→ What you have to do
Pictures are to be left out, but please repeat each record exactly.

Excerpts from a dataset

^^^^^^^^^^^^^^^^

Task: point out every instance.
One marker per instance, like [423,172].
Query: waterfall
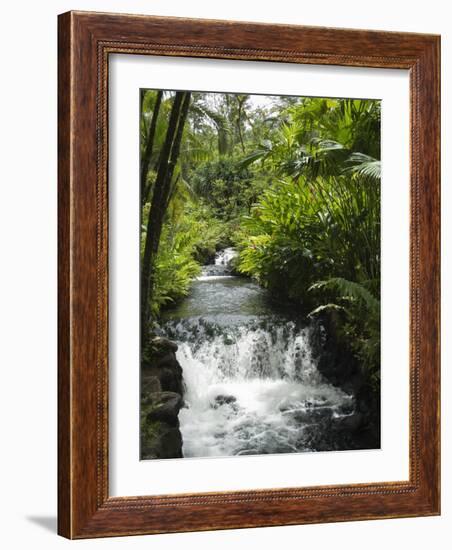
[251,380]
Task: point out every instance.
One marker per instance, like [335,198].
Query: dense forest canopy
[292,183]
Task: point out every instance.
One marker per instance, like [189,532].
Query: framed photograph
[248,275]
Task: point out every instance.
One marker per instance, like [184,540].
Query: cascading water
[252,386]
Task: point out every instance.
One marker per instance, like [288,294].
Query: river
[252,386]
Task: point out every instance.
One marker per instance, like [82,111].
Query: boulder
[159,440]
[163,407]
[160,346]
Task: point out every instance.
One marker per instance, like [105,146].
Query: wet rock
[162,389]
[164,407]
[160,440]
[160,346]
[224,400]
[350,423]
[150,384]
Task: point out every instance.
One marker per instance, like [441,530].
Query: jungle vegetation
[292,183]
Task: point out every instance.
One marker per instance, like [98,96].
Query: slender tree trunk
[241,101]
[145,161]
[162,187]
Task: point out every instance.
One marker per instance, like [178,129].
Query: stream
[252,385]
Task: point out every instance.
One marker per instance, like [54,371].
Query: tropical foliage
[293,183]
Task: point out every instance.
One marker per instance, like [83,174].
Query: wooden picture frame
[85,42]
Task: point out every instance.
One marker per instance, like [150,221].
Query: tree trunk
[162,187]
[145,161]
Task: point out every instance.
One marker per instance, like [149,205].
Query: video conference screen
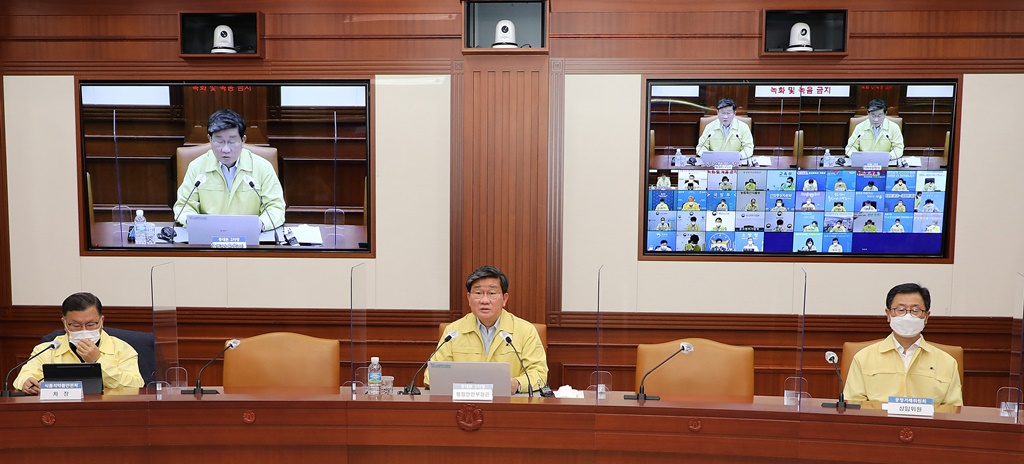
[139,140]
[808,182]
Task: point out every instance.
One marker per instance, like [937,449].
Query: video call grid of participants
[790,210]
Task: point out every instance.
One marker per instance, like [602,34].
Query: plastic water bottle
[374,377]
[142,236]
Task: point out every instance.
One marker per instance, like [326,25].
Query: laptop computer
[88,373]
[444,374]
[205,228]
[860,159]
[713,159]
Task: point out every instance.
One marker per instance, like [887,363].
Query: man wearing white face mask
[903,364]
[84,341]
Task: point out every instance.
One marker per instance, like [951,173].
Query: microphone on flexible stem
[6,391]
[508,339]
[841,405]
[169,234]
[684,347]
[252,183]
[411,388]
[199,391]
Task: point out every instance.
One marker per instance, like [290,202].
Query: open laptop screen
[444,374]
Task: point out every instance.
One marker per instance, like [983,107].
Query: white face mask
[76,337]
[907,326]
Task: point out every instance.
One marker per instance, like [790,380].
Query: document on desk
[305,234]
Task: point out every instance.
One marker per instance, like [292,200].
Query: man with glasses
[225,167]
[84,341]
[877,133]
[903,364]
[486,290]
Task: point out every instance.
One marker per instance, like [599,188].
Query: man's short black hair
[487,272]
[225,119]
[876,104]
[80,302]
[909,289]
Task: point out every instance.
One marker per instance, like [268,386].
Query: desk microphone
[832,357]
[6,391]
[411,388]
[508,339]
[199,391]
[684,347]
[169,234]
[252,183]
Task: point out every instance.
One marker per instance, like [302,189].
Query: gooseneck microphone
[507,337]
[169,234]
[841,405]
[199,391]
[684,347]
[6,391]
[411,388]
[252,183]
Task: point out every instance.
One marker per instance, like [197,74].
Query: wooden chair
[852,347]
[705,121]
[713,369]
[859,119]
[542,331]
[284,359]
[185,155]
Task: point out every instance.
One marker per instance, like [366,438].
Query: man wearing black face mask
[903,364]
[84,341]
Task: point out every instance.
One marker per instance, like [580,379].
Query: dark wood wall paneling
[506,203]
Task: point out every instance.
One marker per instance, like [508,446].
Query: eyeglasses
[913,310]
[88,326]
[492,295]
[221,143]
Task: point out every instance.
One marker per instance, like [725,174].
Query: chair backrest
[284,359]
[713,369]
[852,347]
[142,342]
[185,155]
[705,121]
[859,119]
[542,331]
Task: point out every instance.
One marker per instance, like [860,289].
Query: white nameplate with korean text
[905,406]
[472,392]
[60,391]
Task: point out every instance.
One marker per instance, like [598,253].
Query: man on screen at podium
[903,364]
[877,133]
[225,166]
[727,133]
[478,340]
[84,341]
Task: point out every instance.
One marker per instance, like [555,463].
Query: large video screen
[299,173]
[834,169]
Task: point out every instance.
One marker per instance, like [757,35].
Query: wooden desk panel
[286,426]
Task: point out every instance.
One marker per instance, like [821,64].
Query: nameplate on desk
[60,391]
[905,406]
[227,242]
[472,392]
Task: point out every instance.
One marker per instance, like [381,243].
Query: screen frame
[950,168]
[87,248]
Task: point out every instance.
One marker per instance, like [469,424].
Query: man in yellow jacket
[478,340]
[903,364]
[727,133]
[84,341]
[877,133]
[225,167]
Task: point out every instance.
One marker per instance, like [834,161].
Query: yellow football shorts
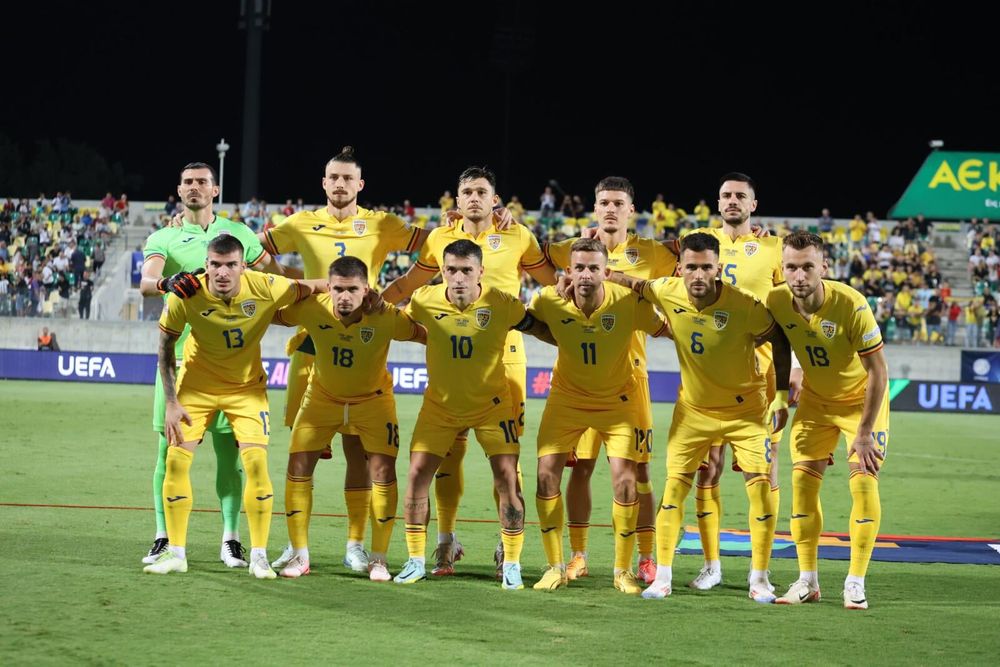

^^^^^^^^^^^^^^^^

→ Task answer
Task: point out every instance.
One marker per instance, like [423,172].
Query: waterfall
[251,380]
Task: point out every instance.
One marker per instance, like [335,198].
Query: dense forest canopy
[292,183]
Task: point out every instance.
One marker per instance, like [189,532].
Query: framed photograph
[248,275]
Task: point out every instance.
One marker per instance, like [184,540].
Query: cascading water
[252,386]
Task: point out every instance.
One marker per instance, like [288,294].
Query: river
[252,386]
Task: point out every instance.
One marker per instance, like [82,111].
Query: boulder
[159,440]
[163,407]
[160,346]
Task: point out every instance.
One marker per instance, like [105,146].
Query: wet rock
[162,389]
[164,407]
[160,440]
[160,346]
[224,400]
[350,423]
[150,384]
Task: point out every instance.
One marker per instance, like [441,530].
Query: jungle vegetation
[292,183]
Task: point out every instance.
One marker per instance, like [98,96].
Query: slender tree trunk
[241,101]
[145,161]
[162,187]
Task: point out every instance.
One marker per instance, like [178,129].
Query: stream
[252,385]
Task: point out every instance.
One marker per instance, like [54,371].
Query: tropical foliage
[293,183]
Task: point out every instance.
One marker per instance, like [83,174].
Query: wooden picture frame
[85,42]
Task: point out every instance.
One marker per instance, like [150,221].
Query: tree trunk
[162,187]
[145,161]
Task: point out every instance.
One marker per instance, like [149,205].
Query: video conference screen
[139,140]
[808,182]
Task: point out every instance.
One marker per instance, like [937,449].
Query: video call grid of participants
[790,210]
Task: point out every instance.
One marker per instance, like [602,34].
Query: plastic water bottle
[374,377]
[142,236]
Task: point out every instance.
One marker per instance, like [326,25].
Query: laptop computer
[88,373]
[444,374]
[205,228]
[860,159]
[713,159]
Task: point out every instance.
One marker per instance, like [887,363].
Query: man wearing white face mask
[903,364]
[84,341]
Task: point out every instance.
One marker per instance, like [951,173].
Query: microphone on flexible stem
[6,391]
[508,339]
[841,405]
[169,234]
[684,347]
[252,183]
[411,388]
[199,391]
Task: point out every instance.
One marker per instance, like [290,202].
Query: open laptop screen
[444,374]
Task: point out every instance.
One marker per instance, like [983,107].
Query: white face mask
[76,337]
[907,326]
Task: point out every instance.
One marker per instance, like [790,380].
Query: document on desk
[305,234]
Task: point out every instance.
One marker per instance, like [292,200].
Query: man with glasses
[225,167]
[84,341]
[877,133]
[903,364]
[486,290]
Task: point out every instance.
One marker per instance, like [599,188].
Query: man's short black hair
[487,272]
[225,119]
[876,104]
[80,302]
[909,289]
Task: point out every instance.
One marker per instance, like [268,386].
Query: desk microphone
[832,357]
[6,391]
[411,388]
[508,339]
[199,391]
[684,347]
[169,234]
[252,183]
Task: point out every instance.
One marker per instance, like [302,189].
Query: gooseneck microphone
[507,337]
[169,234]
[841,405]
[199,391]
[684,347]
[6,391]
[411,388]
[252,183]
Task: point out every instance.
One marker per instance, like [197,74].
Query: wooden chair
[852,347]
[705,121]
[713,369]
[859,119]
[542,331]
[284,359]
[185,155]
Task: point out every instance.
One marker per instance, like [366,438].
Query: man wearing black face mask
[903,364]
[84,341]
Task: point out every instance.
One marker per instance, like [580,379].
Query: dark wood wall paneling
[506,203]
Task: point out every instance.
One marker per instance, like [508,446].
Query: eyeglasses
[913,310]
[88,326]
[492,295]
[221,143]
Task: point out every instance.
One marker per instance, like [725,174].
Query: chair backrest
[284,359]
[713,369]
[852,347]
[142,342]
[185,155]
[705,121]
[859,119]
[542,331]
Task: point out every instance.
One marker per instance, like [860,289].
Query: white nameplate with korean text
[905,406]
[472,392]
[60,391]
Task: point out every instance.
One marker per instance, like [598,253].
Query: man on screen at podium
[903,364]
[877,133]
[225,166]
[727,133]
[478,340]
[84,341]
Task: point out every instance.
One marker per instance, like [555,463].
Query: large video screen
[299,173]
[834,169]
Task: point out every instance.
One marker per instance, like [757,35].
Query: wooden desk panel
[286,426]
Task: point out every instance.
One marker per instance, like [821,64].
Query: nameplate on desk
[60,391]
[905,406]
[227,242]
[472,392]
Task: point out every instance.
One marker per instance, like [381,243].
Query: screen frame
[950,168]
[87,248]
Task: point out every instance.
One marker per instance, like [469,424].
Query: man in yellow jacket
[478,340]
[903,364]
[727,133]
[84,341]
[877,133]
[225,167]
Task: point out every instance.
One marker per instance, like [834,161].
Query: yellow football shorts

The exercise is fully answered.